> **EXERCISE INSTRUCTIONS**
Tally the lines of the records that contain the word "handled", and give only that number.

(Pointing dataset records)
· · · ·
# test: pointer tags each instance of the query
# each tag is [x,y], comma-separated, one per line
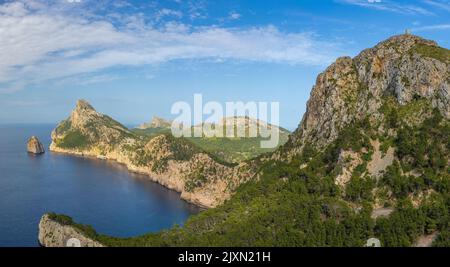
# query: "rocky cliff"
[174,163]
[405,67]
[57,233]
[35,146]
[371,157]
[156,122]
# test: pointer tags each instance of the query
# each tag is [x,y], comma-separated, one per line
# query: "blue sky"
[134,59]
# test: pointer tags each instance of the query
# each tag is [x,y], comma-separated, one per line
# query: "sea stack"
[35,146]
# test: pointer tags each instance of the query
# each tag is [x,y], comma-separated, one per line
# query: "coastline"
[174,183]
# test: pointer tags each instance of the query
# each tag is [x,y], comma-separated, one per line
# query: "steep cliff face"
[156,122]
[55,233]
[371,157]
[379,117]
[405,67]
[35,146]
[174,163]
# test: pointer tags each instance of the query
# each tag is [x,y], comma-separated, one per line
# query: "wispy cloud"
[438,27]
[40,43]
[390,6]
[441,4]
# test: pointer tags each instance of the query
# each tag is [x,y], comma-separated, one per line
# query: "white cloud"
[40,45]
[389,5]
[441,4]
[234,15]
[432,28]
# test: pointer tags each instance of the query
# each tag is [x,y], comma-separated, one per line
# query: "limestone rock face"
[172,162]
[55,234]
[405,67]
[35,146]
[156,122]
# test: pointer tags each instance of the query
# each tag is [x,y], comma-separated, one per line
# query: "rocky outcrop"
[156,122]
[55,234]
[35,146]
[405,67]
[172,162]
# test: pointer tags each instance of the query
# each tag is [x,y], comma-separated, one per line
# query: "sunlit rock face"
[34,146]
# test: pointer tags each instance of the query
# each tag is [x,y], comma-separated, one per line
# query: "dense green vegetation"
[224,149]
[295,206]
[297,203]
[73,139]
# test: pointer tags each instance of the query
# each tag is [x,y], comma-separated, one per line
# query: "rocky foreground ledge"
[55,231]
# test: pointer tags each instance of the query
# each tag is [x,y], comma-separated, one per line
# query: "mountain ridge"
[370,158]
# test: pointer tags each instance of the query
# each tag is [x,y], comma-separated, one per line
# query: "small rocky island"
[34,146]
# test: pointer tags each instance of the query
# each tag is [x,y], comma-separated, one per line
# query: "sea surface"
[101,193]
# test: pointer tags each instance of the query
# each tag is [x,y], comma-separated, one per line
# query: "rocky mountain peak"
[83,105]
[404,67]
[156,122]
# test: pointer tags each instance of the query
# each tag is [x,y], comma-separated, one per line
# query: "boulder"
[35,146]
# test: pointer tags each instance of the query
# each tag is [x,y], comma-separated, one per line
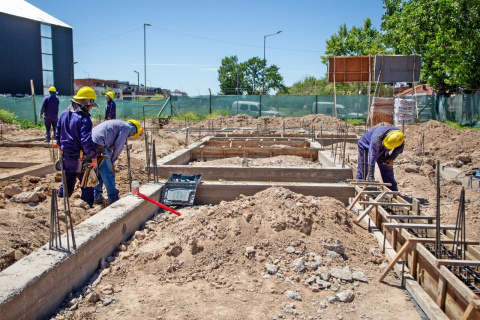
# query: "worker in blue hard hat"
[380,145]
[49,112]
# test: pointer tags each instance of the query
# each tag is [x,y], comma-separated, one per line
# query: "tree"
[446,34]
[355,42]
[237,78]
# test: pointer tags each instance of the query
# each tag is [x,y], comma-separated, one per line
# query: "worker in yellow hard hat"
[382,145]
[109,138]
[74,138]
[49,111]
[111,109]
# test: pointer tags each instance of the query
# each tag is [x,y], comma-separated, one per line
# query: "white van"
[251,108]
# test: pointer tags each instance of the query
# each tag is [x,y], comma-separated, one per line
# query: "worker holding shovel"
[74,138]
[109,138]
[50,112]
[381,145]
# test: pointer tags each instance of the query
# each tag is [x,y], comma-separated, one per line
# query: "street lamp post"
[88,84]
[264,62]
[73,78]
[138,80]
[145,53]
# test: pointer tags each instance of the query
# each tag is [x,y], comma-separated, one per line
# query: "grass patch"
[7,117]
[192,117]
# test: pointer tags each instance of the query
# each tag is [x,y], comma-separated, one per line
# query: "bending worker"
[50,110]
[109,138]
[376,145]
[74,136]
[111,109]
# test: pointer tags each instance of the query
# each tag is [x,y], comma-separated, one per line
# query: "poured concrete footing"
[35,286]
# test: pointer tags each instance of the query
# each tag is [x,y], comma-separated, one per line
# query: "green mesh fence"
[463,108]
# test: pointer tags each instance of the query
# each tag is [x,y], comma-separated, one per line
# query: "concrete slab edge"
[35,286]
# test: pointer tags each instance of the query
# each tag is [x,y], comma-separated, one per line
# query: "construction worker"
[111,109]
[376,145]
[74,138]
[109,138]
[50,110]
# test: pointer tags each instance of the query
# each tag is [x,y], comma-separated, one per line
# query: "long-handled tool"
[66,207]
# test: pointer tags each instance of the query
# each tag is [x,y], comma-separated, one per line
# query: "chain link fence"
[462,108]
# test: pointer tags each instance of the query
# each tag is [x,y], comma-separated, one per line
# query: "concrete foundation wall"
[35,286]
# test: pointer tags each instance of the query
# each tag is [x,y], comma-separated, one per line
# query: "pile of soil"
[274,255]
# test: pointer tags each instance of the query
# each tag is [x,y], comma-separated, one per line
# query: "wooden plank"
[471,313]
[387,204]
[370,207]
[359,194]
[411,217]
[406,246]
[418,226]
[451,262]
[444,241]
[442,292]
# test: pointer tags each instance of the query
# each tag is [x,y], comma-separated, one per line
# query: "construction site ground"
[252,258]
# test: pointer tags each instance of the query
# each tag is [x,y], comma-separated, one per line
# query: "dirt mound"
[274,255]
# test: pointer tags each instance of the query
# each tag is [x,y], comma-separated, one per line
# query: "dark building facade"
[38,50]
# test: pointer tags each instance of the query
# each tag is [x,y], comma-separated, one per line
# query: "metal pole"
[437,233]
[264,63]
[210,91]
[145,54]
[129,167]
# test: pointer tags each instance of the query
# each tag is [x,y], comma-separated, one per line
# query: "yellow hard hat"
[393,139]
[139,128]
[85,93]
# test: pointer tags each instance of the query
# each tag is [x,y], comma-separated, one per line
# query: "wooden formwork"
[445,290]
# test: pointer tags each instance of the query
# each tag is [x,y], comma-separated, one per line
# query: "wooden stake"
[400,253]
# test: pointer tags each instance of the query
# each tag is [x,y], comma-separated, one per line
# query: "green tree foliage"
[445,32]
[355,42]
[237,78]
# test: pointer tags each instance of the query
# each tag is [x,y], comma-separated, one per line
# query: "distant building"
[34,46]
[124,90]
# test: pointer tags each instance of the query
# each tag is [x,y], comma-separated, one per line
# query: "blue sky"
[188,39]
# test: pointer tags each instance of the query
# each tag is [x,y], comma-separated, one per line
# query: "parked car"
[252,108]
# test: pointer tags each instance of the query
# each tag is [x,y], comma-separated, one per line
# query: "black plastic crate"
[180,189]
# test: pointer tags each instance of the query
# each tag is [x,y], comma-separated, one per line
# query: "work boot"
[99,201]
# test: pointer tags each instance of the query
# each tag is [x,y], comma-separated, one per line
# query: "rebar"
[459,247]
[129,166]
[438,245]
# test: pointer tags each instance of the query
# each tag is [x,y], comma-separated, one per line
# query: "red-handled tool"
[157,203]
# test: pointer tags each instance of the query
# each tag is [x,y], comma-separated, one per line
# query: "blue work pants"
[106,176]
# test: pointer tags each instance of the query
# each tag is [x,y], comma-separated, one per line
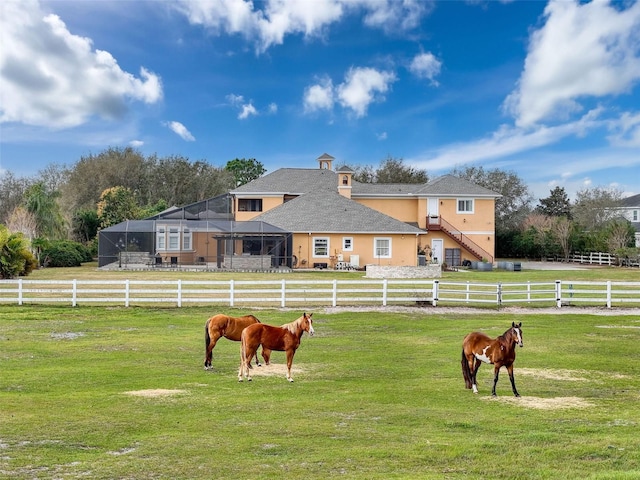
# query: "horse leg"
[248,356]
[290,354]
[475,366]
[496,373]
[209,352]
[266,355]
[245,359]
[466,371]
[513,381]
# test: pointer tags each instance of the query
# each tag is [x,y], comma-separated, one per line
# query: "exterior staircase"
[440,224]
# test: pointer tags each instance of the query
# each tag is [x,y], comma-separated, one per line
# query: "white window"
[186,239]
[465,206]
[174,238]
[382,247]
[161,239]
[321,247]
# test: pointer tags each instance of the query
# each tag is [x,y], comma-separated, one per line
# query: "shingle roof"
[327,211]
[295,181]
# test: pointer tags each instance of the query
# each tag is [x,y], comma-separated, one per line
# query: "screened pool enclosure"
[201,236]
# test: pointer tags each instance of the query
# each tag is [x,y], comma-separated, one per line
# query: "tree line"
[55,215]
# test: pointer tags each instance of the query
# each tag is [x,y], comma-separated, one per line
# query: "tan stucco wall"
[267,204]
[405,209]
[403,249]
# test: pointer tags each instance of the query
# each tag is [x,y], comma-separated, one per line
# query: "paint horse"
[285,338]
[222,325]
[478,347]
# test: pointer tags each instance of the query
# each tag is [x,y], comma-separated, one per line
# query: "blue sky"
[548,90]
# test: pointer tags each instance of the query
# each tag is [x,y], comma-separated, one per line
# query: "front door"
[436,250]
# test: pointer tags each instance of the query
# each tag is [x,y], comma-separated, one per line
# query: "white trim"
[376,248]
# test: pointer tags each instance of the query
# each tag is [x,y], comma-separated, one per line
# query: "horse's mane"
[293,326]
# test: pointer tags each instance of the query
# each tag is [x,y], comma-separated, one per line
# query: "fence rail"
[290,293]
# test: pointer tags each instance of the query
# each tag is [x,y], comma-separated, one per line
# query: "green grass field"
[122,393]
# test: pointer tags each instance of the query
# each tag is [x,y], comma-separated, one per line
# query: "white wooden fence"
[306,293]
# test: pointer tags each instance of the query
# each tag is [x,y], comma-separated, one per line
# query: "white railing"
[290,293]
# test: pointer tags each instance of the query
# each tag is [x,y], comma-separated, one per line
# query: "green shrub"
[66,254]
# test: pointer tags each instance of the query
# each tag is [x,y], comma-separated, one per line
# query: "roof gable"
[325,211]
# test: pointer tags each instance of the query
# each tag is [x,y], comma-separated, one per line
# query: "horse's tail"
[466,372]
[207,337]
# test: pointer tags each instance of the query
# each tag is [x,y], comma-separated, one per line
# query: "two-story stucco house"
[336,220]
[314,217]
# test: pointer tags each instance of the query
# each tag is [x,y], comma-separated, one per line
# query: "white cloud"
[234,99]
[267,26]
[247,111]
[319,96]
[246,108]
[583,50]
[626,131]
[53,78]
[180,130]
[427,66]
[505,142]
[362,86]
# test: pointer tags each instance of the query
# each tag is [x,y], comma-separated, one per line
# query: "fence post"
[434,302]
[334,293]
[384,292]
[283,302]
[74,292]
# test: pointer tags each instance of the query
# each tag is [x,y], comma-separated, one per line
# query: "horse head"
[517,332]
[307,323]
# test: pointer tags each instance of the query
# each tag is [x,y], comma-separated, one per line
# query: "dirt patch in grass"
[566,375]
[538,403]
[273,369]
[156,392]
[554,374]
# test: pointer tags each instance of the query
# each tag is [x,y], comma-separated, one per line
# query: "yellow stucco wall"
[403,249]
[267,204]
[405,209]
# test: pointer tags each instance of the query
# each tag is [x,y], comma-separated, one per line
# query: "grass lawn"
[92,392]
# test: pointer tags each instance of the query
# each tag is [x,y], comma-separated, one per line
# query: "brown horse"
[285,338]
[222,325]
[478,347]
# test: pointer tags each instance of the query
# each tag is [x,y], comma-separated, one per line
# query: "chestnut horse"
[222,325]
[285,338]
[478,347]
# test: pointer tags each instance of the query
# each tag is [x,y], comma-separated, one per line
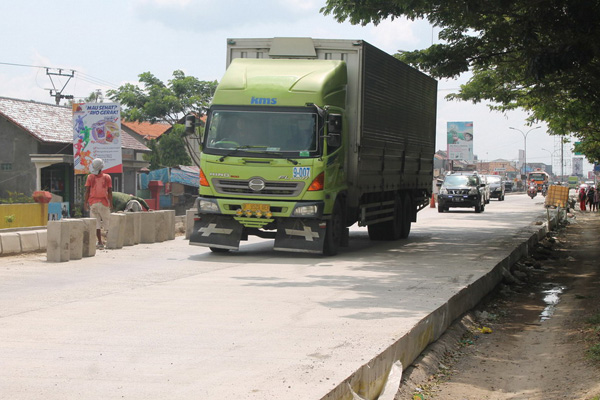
· · · ·
> **FULL ANSWER**
2